## INPUT ROWS
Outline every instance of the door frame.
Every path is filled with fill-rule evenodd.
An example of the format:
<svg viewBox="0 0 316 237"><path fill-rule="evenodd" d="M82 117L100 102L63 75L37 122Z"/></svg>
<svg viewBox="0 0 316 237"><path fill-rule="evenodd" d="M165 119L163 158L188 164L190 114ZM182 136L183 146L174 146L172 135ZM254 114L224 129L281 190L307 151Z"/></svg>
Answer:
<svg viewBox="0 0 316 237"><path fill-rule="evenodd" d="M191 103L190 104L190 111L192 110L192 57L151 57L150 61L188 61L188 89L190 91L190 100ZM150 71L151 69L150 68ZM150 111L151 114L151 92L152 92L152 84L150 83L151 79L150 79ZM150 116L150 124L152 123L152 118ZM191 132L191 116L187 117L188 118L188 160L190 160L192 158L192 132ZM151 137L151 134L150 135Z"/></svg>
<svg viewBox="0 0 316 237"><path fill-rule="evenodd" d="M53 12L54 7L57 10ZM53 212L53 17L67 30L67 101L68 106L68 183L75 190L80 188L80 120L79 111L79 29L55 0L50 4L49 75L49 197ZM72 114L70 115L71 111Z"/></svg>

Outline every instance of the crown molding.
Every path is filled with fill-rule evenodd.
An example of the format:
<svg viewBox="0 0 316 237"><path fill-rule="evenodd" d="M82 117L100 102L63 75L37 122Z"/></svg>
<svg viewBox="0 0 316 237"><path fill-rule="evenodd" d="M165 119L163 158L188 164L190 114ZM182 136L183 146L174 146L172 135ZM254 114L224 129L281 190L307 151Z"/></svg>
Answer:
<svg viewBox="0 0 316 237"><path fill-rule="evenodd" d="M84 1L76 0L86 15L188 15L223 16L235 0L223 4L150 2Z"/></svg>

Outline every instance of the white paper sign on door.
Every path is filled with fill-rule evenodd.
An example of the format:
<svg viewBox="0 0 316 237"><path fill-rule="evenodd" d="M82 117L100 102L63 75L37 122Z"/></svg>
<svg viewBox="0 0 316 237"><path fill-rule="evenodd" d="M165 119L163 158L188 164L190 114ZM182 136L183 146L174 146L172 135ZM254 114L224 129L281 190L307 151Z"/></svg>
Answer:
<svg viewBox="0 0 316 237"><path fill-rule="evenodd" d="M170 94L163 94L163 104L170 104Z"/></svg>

## WORK TO BE COMPLETED
Could you turn every line of the rows above into a Markdown table with the columns No and Line, numbering the lines and leaving out the blank ones?

## EXERCISE RESPONSE
| No | Line |
|---|---|
| 1 | Outline every instance of the door frame. |
| 2 | Every path is filled with fill-rule evenodd. |
| 3 | An example of the format: |
| 4 | <svg viewBox="0 0 316 237"><path fill-rule="evenodd" d="M82 117L100 102L63 75L37 122Z"/></svg> |
| 5 | <svg viewBox="0 0 316 237"><path fill-rule="evenodd" d="M165 119L163 158L188 164L190 114ZM182 136L183 146L174 146L172 135ZM254 114L224 129L281 190L307 151Z"/></svg> |
| 6 | Answer: |
| 7 | <svg viewBox="0 0 316 237"><path fill-rule="evenodd" d="M191 103L190 104L190 111L192 110L192 57L151 57L150 61L188 61L188 89L190 91L190 100ZM150 71L151 69L150 68ZM150 111L151 114L151 92L152 92L152 84L150 83L151 79L150 79ZM150 116L150 124L152 123L152 118ZM191 132L191 116L187 117L188 118L188 160L190 160L192 158L192 132ZM151 137L151 134L150 135Z"/></svg> |
| 8 | <svg viewBox="0 0 316 237"><path fill-rule="evenodd" d="M53 12L54 7L57 10ZM53 212L53 17L67 30L67 101L68 106L68 183L75 190L80 188L80 120L79 111L79 29L55 0L50 4L49 75L49 197ZM72 114L70 115L71 111Z"/></svg> |
| 9 | Outline every instance of the crown molding. |
| 10 | Every path is filled with fill-rule evenodd. |
| 11 | An example of the format: |
| 12 | <svg viewBox="0 0 316 237"><path fill-rule="evenodd" d="M82 117L100 102L63 75L37 122Z"/></svg> |
| 13 | <svg viewBox="0 0 316 237"><path fill-rule="evenodd" d="M165 119L163 158L188 164L190 114ZM182 136L183 146L174 146L172 135ZM254 114L224 129L281 190L307 151Z"/></svg> |
| 14 | Answer: |
| 15 | <svg viewBox="0 0 316 237"><path fill-rule="evenodd" d="M84 1L76 0L86 15L188 15L223 16L235 0L223 4L150 2Z"/></svg> |
| 16 | Outline every instance of the white paper sign on door. |
| 17 | Every path is filled with fill-rule evenodd. |
| 18 | An example of the format: |
| 19 | <svg viewBox="0 0 316 237"><path fill-rule="evenodd" d="M82 117L100 102L63 75L37 122Z"/></svg> |
| 20 | <svg viewBox="0 0 316 237"><path fill-rule="evenodd" d="M165 119L163 158L188 164L190 114ZM182 136L183 146L174 146L172 135ZM254 114L224 129L281 190L307 151Z"/></svg> |
| 21 | Answer: |
| 22 | <svg viewBox="0 0 316 237"><path fill-rule="evenodd" d="M170 94L163 94L163 104L170 104Z"/></svg> |